## begin Entries provided

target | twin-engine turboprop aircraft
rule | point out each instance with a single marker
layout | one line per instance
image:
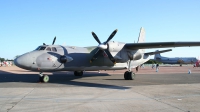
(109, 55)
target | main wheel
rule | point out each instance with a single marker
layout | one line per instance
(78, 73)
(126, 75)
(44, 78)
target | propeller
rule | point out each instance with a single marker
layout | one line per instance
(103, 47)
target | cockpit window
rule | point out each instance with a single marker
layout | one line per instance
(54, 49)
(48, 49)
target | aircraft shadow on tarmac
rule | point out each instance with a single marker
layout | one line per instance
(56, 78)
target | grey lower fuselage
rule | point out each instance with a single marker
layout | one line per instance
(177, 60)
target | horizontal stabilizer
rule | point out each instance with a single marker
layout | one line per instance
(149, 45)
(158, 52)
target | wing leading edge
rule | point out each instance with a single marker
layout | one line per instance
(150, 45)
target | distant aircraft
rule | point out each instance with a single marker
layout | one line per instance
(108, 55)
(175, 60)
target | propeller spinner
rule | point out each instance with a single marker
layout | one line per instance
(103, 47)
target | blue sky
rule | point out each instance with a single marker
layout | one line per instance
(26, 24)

## end Entries provided
## begin Entries provided

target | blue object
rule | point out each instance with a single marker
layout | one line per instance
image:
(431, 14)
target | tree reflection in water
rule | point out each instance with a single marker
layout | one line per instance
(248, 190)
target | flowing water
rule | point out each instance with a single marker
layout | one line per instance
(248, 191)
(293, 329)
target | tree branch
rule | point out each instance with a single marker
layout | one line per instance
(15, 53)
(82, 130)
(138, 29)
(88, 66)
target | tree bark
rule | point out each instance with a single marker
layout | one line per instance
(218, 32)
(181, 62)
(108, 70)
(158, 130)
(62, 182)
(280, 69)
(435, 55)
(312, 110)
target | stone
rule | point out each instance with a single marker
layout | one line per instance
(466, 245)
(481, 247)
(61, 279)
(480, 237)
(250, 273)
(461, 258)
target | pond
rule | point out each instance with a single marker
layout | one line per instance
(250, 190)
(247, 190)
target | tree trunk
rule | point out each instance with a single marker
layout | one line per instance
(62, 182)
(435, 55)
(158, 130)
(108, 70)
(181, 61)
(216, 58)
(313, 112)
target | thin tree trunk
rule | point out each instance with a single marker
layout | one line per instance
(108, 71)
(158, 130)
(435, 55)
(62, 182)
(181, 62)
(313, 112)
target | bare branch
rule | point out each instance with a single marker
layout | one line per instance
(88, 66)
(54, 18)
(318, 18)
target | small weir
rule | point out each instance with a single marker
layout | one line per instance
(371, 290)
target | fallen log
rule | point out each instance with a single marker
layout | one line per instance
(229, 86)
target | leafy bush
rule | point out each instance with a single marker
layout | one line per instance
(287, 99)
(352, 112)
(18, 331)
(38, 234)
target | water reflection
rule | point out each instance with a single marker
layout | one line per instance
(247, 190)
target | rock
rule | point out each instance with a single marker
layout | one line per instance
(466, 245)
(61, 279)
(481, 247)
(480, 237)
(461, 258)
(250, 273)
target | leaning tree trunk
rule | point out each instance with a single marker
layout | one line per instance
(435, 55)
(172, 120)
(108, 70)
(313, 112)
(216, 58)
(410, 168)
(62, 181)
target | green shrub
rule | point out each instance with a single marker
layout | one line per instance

## end Entries provided

The exercise
Please count the lines in the entries above that contain the string "water", matching case exactly, and give only that number.

Result for this exercise
3